What you are asked to do »
Please copy the listing word for word, from its first line up to and including the line with "pixel 17 223".

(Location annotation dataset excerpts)
** Start **

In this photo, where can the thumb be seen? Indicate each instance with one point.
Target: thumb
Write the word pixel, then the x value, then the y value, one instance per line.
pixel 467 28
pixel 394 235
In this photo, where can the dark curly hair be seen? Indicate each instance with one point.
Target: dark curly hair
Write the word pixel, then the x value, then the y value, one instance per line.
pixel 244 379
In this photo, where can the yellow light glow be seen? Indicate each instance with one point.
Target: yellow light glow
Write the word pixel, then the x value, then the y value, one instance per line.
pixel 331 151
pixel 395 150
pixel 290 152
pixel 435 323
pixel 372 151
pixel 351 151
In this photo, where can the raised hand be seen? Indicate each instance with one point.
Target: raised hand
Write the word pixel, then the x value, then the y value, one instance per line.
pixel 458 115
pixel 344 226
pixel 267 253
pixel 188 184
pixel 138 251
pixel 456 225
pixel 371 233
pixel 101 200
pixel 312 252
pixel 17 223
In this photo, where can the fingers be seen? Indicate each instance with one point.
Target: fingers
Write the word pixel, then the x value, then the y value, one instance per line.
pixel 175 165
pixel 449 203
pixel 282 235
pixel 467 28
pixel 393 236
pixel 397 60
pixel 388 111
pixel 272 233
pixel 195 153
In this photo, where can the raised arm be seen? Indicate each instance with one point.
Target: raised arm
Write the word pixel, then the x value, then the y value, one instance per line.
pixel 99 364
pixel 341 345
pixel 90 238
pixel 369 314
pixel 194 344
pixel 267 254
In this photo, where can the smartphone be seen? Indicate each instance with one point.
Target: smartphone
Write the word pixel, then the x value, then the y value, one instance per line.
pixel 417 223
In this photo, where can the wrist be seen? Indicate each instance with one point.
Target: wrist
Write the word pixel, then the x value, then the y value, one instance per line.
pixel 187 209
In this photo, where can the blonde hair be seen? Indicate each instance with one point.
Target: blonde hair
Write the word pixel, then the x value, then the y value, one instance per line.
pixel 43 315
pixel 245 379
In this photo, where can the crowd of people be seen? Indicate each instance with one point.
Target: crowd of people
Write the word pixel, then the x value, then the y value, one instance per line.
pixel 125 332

** End **

Answer in full »
In this photo, where can the thumb be seen? Indicate each instance with one point.
Target: thumb
Write the word pixel, then the x value, then the y value, one instance per line.
pixel 467 28
pixel 394 235
In this photo, where can the dark curly hair be seen? Indicate each instance with one point.
Target: dark curly hair
Write the word pixel, then the x value, then the y value, one instance per line.
pixel 244 379
In this photo, where can the yellow light glow be seen? Indicate each instance with one point.
Target: yellow light glow
Write the word pixel, then the x value, then the y value, one instance per line.
pixel 331 151
pixel 395 150
pixel 290 152
pixel 435 323
pixel 372 151
pixel 351 151
In this photo, where can the raised hand be seen? Indicate each instance with one point.
Target: raised hand
Write the word pixel, then the x value, then the y value, one instance per line.
pixel 458 115
pixel 344 226
pixel 267 253
pixel 188 184
pixel 138 251
pixel 456 225
pixel 371 233
pixel 101 200
pixel 312 252
pixel 17 223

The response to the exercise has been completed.